* TEXTE:
_ _ _

Or, si l’aide alimentaire a été créée dans un contexte d’augmentation de la précarité des ménages et de surproduction alimentaire à l’échelle européenne, la réalité est aujourd’hui autre [4]. La « Tournée des popotes » vient interroger ce phénomène en inscrivant la réflexion dans le contexte actuel de globalisation, qui conduit chaque individu à dépendre de territoires de plus en plus grands, y compris pour le besoin quotidien qu’est l’alimentation. Les “popotes” vont jusqu’à questionner, au-delà de l’augmentation de la précarité des ménages, les enjeux de résilience collective et de sécurité alimentaire à plus long terme. Il y a en effet un sujet de temporalité à travailler, entre l’urgence de donner un plat chaud aux personnes démunies qui ont faim aujourd’hui, et celle d’anticiper les effets des actions conduites au quotidien sur le système alimentaire dont dépendront les générations futures.

L’achat de denrées n’est heureusement pas la seule solution aujourd’hui retenue. D’autres initiatives plus créatives ont été repérées à l’occasion de la « Tournée des popotes » : les associations d’aide alimentaire développent en effet des trésors d’ingéniosité pour faciliter l’accès aux excédents des jardins de particuliers en milieu rural, pour cultiver elles-mêmes leurs propres jardins, pour rencontrer et développer des partenariats avec les agriculteurs locaux… Mais ces initiatives, encore embryonnaires, se heurtent à de nombreux obstacles, parmi lesquels : la disponibilité du foncier, l’identification de producteurs locaux pouvant contribuer, la capacité à maintenir des prix justes pour les consommateurs en situation précaire, les associations et les producteurs. Ces nouvelles actions mais aussi l’irrégularité des dons ou des produits proposés par les partenaires obligent par ailleurs les associations à disposer de toujours plus de compétences logistiques et de capacité de stockage, voire de traitement et de transformation.

Comme dans le même temps, les associations ont toujours à accueillir les familles, organiser les ramasses à l’aube, redistribuer des produits de plus en plus aléatoires et gérer des conflits entre les familles que cela peut créer, la question du maintien du modèle du bénévolat est posée, d’autant plus s’il faut produire des rapports d’activité quasi-professionnels pour pouvoir prétendre aux subventions.

_ _ _

* DONNÉES FOURNIES:
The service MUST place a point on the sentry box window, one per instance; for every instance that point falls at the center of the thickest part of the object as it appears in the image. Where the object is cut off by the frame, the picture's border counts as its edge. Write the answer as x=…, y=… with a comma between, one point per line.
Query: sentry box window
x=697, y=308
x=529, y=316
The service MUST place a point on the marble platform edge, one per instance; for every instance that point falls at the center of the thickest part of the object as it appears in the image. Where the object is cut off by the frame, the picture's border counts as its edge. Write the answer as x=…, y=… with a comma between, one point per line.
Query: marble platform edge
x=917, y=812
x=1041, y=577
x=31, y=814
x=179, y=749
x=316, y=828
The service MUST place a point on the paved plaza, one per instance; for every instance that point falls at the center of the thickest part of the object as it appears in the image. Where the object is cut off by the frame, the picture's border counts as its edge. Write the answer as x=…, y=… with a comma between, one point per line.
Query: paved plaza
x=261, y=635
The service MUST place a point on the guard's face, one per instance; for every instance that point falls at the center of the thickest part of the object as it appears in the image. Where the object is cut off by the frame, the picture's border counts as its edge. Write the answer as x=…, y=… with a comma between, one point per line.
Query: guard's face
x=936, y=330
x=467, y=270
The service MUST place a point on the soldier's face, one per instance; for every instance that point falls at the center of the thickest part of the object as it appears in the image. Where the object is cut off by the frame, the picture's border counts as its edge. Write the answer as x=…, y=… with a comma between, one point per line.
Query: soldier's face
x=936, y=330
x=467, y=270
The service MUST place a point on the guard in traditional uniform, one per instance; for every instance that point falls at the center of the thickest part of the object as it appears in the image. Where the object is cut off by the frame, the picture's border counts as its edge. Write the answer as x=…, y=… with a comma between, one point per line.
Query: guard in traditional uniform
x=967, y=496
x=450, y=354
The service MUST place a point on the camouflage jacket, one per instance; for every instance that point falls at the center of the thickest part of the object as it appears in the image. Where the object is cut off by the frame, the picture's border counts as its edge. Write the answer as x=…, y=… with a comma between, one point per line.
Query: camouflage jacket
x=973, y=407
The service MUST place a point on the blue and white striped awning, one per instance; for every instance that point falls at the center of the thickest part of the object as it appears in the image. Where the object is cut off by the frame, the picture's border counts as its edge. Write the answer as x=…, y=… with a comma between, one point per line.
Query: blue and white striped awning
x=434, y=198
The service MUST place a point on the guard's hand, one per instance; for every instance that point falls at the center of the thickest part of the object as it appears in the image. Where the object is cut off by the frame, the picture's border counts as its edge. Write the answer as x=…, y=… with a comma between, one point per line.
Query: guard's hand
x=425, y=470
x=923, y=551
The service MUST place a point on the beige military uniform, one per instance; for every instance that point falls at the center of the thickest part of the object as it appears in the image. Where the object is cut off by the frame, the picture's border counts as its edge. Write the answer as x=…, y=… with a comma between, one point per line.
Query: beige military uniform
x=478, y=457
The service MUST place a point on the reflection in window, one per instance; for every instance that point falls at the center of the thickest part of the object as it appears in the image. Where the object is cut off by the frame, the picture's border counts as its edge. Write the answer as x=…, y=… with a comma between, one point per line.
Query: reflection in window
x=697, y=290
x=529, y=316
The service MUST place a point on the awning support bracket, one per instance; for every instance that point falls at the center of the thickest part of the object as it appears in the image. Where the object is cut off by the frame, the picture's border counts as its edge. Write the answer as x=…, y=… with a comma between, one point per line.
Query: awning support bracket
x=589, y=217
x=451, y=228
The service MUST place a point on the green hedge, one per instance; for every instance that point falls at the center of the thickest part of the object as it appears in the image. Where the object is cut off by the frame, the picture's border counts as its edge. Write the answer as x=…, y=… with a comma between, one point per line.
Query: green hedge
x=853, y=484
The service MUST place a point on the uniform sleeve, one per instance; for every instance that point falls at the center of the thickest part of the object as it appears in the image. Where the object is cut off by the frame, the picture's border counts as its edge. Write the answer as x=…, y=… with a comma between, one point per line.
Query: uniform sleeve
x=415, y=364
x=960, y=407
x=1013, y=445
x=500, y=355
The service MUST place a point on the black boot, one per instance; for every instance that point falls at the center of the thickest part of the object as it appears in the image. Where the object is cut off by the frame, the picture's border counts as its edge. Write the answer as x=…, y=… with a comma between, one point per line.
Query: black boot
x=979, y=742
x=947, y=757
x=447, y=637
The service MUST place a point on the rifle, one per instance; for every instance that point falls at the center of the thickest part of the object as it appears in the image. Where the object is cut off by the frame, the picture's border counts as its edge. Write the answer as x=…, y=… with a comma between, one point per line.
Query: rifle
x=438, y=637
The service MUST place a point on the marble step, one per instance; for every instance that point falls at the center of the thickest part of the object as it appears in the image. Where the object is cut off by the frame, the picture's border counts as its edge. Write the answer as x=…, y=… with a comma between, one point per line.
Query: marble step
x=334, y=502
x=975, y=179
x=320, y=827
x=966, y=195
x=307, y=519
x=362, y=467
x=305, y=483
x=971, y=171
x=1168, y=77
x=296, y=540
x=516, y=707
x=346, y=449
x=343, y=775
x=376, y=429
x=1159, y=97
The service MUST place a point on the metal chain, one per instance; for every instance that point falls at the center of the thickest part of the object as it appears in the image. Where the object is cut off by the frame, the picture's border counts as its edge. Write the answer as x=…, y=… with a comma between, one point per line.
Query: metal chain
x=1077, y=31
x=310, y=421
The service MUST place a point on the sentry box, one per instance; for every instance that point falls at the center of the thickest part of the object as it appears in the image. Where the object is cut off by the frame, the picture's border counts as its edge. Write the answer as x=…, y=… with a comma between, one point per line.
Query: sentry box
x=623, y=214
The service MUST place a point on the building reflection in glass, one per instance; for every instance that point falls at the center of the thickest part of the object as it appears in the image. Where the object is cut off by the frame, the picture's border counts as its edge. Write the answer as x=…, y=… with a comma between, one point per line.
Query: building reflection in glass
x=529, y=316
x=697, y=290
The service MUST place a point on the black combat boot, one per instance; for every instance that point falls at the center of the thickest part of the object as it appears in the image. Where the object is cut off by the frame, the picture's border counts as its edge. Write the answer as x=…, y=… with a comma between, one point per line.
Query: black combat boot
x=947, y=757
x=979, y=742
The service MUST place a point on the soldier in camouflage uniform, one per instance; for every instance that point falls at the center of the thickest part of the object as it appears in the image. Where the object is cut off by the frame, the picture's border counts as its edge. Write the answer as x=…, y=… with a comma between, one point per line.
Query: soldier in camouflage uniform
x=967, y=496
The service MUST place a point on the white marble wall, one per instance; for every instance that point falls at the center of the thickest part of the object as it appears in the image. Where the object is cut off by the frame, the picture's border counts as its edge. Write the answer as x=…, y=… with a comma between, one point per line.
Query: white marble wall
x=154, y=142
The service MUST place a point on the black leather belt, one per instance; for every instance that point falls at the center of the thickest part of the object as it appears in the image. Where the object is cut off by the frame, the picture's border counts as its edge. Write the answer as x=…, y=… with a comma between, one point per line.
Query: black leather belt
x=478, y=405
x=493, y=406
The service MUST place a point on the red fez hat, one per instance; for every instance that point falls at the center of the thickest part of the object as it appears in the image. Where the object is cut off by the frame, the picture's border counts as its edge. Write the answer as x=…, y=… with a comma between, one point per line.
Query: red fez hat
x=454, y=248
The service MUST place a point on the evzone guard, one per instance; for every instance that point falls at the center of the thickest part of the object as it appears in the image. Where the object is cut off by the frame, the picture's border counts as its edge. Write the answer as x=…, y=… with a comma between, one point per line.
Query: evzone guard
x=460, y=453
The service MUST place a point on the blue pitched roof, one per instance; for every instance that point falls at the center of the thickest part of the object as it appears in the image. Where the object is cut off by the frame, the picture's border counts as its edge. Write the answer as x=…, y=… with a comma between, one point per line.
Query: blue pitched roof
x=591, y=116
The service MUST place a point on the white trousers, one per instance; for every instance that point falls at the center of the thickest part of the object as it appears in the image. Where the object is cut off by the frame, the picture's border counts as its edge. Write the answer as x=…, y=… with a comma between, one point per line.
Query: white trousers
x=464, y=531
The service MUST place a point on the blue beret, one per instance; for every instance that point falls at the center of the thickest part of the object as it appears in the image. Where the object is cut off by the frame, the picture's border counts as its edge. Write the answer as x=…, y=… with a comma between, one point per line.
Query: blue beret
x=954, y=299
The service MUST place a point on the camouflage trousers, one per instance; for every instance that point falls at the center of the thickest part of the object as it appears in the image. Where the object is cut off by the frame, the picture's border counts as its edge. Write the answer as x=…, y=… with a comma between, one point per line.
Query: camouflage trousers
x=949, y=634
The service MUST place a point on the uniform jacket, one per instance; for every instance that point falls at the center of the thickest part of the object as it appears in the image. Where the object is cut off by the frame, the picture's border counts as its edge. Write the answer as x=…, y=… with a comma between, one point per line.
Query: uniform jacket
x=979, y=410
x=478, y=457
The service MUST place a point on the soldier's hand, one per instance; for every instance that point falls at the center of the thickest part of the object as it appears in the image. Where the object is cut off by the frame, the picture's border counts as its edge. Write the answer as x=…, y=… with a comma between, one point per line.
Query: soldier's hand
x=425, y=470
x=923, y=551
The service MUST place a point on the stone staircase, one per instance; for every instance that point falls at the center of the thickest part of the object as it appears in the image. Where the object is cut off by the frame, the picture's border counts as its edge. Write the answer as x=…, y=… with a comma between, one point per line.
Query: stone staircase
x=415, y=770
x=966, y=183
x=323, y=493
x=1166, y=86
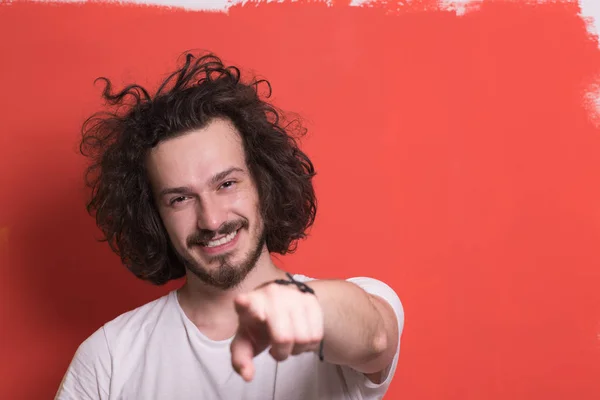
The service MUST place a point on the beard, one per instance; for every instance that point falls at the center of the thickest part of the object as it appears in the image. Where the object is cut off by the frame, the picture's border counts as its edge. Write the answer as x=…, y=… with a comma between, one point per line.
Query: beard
x=226, y=274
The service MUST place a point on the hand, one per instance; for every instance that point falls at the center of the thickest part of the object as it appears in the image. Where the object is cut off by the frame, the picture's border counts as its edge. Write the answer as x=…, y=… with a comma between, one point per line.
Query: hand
x=282, y=317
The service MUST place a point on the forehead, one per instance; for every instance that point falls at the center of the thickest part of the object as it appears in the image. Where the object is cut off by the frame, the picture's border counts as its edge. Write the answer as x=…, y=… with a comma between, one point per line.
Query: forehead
x=197, y=155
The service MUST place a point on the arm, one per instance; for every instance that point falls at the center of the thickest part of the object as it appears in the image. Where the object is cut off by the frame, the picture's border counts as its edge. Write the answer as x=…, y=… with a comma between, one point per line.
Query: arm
x=361, y=330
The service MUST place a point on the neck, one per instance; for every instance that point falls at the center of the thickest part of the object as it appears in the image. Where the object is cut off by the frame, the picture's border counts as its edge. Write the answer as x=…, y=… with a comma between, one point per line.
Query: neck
x=212, y=309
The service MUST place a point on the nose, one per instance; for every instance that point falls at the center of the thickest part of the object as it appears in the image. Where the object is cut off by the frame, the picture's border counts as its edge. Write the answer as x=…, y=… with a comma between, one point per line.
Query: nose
x=211, y=214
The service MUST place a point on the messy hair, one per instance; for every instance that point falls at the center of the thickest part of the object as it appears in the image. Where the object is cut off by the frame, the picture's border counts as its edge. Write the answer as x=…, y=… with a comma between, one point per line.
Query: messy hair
x=117, y=141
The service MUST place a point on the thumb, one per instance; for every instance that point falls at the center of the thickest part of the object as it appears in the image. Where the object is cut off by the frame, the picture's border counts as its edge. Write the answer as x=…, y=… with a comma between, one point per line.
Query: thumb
x=242, y=353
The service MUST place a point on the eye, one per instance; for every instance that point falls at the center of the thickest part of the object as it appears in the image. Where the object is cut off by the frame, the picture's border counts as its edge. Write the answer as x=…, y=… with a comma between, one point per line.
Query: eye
x=177, y=200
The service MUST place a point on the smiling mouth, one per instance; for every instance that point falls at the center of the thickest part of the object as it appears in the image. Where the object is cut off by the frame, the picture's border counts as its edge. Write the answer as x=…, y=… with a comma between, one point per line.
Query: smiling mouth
x=221, y=241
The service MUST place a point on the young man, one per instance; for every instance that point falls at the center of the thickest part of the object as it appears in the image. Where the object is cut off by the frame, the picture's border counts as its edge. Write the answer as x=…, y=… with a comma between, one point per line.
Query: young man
x=202, y=180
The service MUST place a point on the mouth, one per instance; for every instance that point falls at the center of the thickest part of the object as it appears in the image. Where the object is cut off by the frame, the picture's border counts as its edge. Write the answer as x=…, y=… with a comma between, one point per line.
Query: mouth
x=221, y=241
x=220, y=244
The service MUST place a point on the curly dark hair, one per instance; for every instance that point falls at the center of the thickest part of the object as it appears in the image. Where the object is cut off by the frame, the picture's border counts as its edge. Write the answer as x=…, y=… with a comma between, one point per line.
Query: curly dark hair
x=117, y=141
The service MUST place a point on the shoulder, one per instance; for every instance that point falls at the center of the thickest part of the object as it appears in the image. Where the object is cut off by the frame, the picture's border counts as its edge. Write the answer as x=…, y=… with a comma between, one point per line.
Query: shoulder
x=89, y=373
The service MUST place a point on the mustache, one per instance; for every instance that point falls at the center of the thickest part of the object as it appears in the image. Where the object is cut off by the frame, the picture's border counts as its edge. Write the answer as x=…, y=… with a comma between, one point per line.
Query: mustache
x=204, y=235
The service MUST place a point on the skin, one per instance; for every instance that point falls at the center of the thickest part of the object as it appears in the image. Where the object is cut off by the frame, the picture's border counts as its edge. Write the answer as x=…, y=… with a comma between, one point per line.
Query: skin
x=201, y=184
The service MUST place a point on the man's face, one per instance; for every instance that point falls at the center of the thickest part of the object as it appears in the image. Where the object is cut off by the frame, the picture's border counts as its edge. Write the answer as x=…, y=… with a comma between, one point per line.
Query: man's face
x=209, y=202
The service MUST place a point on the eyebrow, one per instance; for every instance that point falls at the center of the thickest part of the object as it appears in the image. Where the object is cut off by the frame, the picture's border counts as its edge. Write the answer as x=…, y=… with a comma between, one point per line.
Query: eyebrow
x=213, y=180
x=224, y=174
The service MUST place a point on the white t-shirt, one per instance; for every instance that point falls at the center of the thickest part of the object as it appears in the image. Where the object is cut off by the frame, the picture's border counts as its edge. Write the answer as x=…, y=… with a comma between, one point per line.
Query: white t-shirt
x=156, y=353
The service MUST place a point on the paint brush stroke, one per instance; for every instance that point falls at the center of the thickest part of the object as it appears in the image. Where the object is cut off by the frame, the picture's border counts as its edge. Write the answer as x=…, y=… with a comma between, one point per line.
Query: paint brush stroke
x=590, y=9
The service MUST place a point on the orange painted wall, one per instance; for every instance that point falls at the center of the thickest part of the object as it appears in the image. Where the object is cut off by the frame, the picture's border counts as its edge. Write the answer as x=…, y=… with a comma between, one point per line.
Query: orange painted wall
x=458, y=159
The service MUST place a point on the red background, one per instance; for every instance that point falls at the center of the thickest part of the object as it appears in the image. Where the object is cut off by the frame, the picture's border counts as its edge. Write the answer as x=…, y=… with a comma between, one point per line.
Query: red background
x=458, y=160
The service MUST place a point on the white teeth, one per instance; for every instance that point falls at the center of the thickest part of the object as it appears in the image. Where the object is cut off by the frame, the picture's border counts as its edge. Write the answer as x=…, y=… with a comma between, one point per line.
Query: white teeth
x=222, y=241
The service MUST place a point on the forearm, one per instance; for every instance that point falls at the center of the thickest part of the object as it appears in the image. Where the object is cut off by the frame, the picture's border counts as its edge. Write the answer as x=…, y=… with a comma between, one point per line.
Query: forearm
x=361, y=330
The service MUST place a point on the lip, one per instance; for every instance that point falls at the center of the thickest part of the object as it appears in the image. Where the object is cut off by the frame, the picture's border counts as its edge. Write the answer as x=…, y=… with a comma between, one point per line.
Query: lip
x=221, y=248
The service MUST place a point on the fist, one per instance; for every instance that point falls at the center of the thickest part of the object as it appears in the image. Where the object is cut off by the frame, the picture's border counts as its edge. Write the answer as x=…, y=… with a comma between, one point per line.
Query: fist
x=281, y=317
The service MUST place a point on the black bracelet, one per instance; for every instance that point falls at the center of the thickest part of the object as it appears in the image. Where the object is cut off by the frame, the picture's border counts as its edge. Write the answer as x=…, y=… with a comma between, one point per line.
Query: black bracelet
x=304, y=288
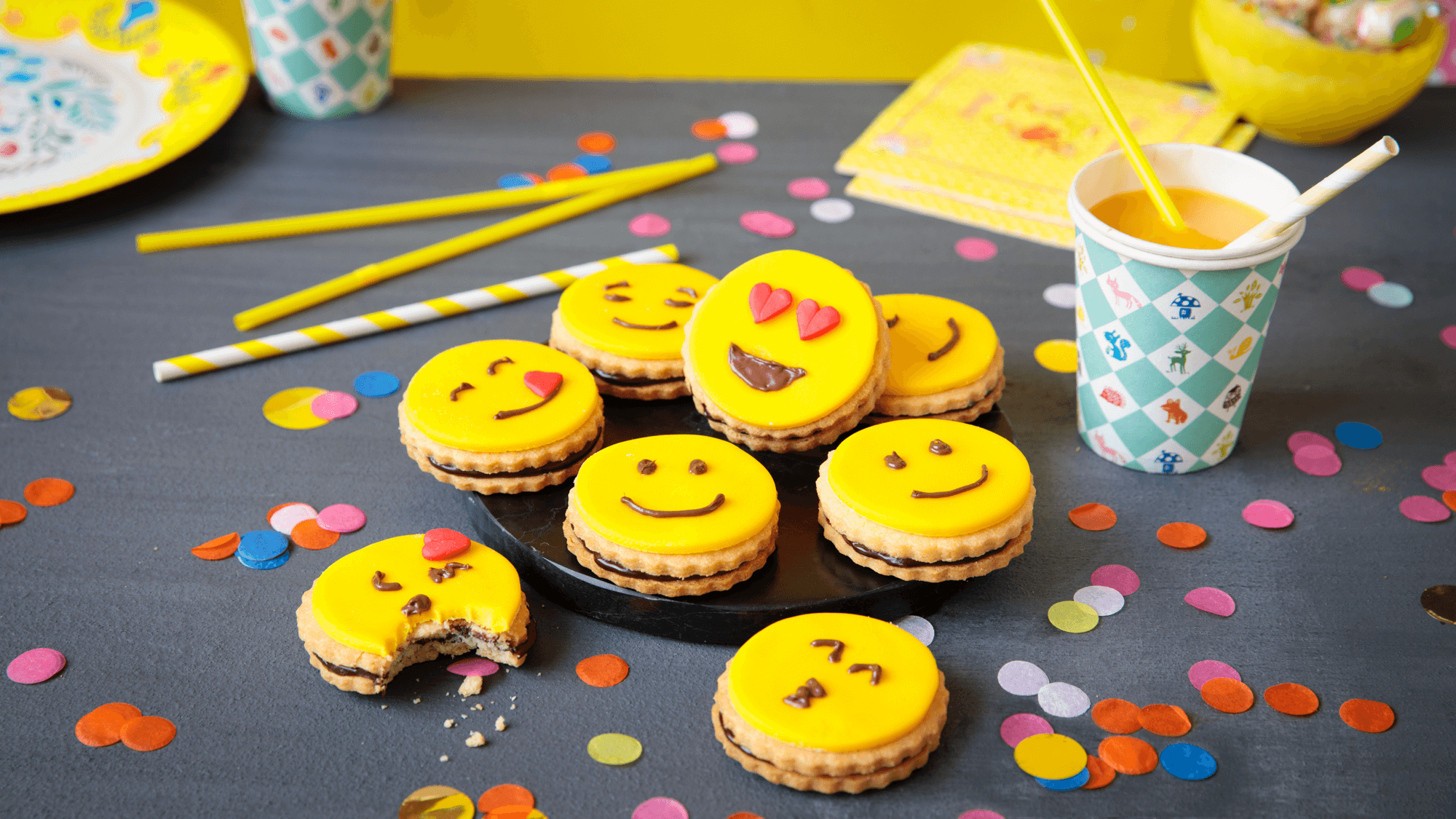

_ _ _

* EXERCICES À FAIRE:
a. Répondez aux questions suivantes à partir du texte sur l'aide alimentaire.
(i) Dans quel double contexte l'aide alimentaire a-t-elle été créée ?
(ii) Quel est le premier obstacle cité parmi ceux auxquels se heurtent les initiatives encore embryonnaires ?
(iii) Que faut-il produire pour pouvoir prétendre aux subventions ?
b. Dans le texte sur l'aide alimentaire, remplacez « bénévolat » par « volontariat » dans le passage allant de « Comme dans le » à « prétendre aux subventions. », puis donnez ce passage.

* RÉPONSES AUX EXERCICES:
a.
(i) Une augmentation de la précarité des ménages et une surproduction alimentaire à l'échelle européenne.
(ii) La disponibilité du foncier.
(iii) Des rapports d'activité quasi-professionnels.

b.
Comme dans le même temps, les associations ont toujours à accueillir les familles, organiser les ramasses à l’aube, redistribuer des produits de plus en plus aléatoires et gérer des conflits entre les familles que cela peut créer, la question du maintien du modèle du volontariat est posée, d’autant plus s’il faut produire des rapports d’activité quasi-professionnels pour pouvoir prétendre aux subventions.